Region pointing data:
■ ■ ■ ■
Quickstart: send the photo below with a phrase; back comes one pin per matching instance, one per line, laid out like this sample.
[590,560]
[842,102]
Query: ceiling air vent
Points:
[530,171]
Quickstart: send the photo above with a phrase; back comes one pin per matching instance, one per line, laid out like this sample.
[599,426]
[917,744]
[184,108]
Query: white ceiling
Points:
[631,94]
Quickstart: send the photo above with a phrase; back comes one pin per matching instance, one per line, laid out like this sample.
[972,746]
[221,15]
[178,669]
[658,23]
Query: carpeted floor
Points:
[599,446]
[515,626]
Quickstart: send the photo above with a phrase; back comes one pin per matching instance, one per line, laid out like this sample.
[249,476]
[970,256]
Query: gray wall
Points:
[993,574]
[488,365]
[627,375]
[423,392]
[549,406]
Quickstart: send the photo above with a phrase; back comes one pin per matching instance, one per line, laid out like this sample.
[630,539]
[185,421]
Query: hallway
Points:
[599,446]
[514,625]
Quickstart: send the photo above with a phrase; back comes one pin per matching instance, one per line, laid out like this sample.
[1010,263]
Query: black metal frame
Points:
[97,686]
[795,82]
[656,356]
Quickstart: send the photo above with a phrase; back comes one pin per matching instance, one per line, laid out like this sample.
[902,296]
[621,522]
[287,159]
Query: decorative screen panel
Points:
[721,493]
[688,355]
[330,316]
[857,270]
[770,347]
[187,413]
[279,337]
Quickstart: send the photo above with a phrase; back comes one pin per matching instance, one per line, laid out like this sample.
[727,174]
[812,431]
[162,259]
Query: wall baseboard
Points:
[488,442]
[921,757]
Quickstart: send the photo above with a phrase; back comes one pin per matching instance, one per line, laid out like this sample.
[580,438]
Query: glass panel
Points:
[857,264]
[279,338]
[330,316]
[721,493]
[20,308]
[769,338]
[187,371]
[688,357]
■ ■ ■ ■
Work instruction: Keeping each word as it stands, transcribe every entry.

Response to this exercise:
Quickstart: send the photo below with a phrase; back comes one pin per matching instance, one per line, laid out like this sample.
[590,560]
[842,102]
Query: ceiling air vent
Points:
[530,171]
Quickstart: send the photo above with a phrase; back comes one pin per matching instance, one per line, laid out like this sample.
[599,426]
[917,744]
[184,108]
Query: white ceiling
Points:
[631,94]
Quickstart: send the photo above with a phrase; back comes one pin per matching instance, one per line, laid out like this sample.
[972,746]
[221,15]
[178,669]
[658,23]
Query: carpeted floor
Points:
[599,446]
[515,626]
Quickstart: send the photo above with a phrase; back comes one pin per matching instance, one per line, laid out like this sample.
[249,476]
[970,256]
Query: gray wall
Points:
[993,574]
[488,365]
[627,375]
[423,392]
[549,406]
Quickstart: send the photo above with a phrase; back comes one pin per matching instance, one per line, laid out like this sample.
[630,539]
[185,421]
Query: hallway
Points:
[599,446]
[514,625]
Quickstart: send the photo above with a phrase; back comes one pin per matching instance, one per line, laid out like this sample.
[1010,263]
Query: black metal frame
Points:
[97,686]
[795,82]
[656,356]
Quickstart: send the photo above with a phrase; back comes one pin per matching instance, one per line, laid out like this sample.
[902,296]
[621,522]
[287,159]
Query: decorative screen panel
Points:
[721,493]
[688,355]
[330,316]
[857,270]
[770,347]
[187,413]
[279,337]
Quickstart: send the photo above with a phrase; back comes one pin per matching instance, one per line, laid out like this sample.
[727,174]
[812,431]
[162,259]
Query: wall baseboard
Points:
[488,442]
[921,757]
Quickstart: send the photo above with a phrase; back comes one pin per matching instance, one per line, laid out like this sample.
[580,438]
Query: glass panel
Points:
[857,264]
[279,338]
[330,316]
[721,493]
[20,308]
[769,338]
[187,371]
[688,357]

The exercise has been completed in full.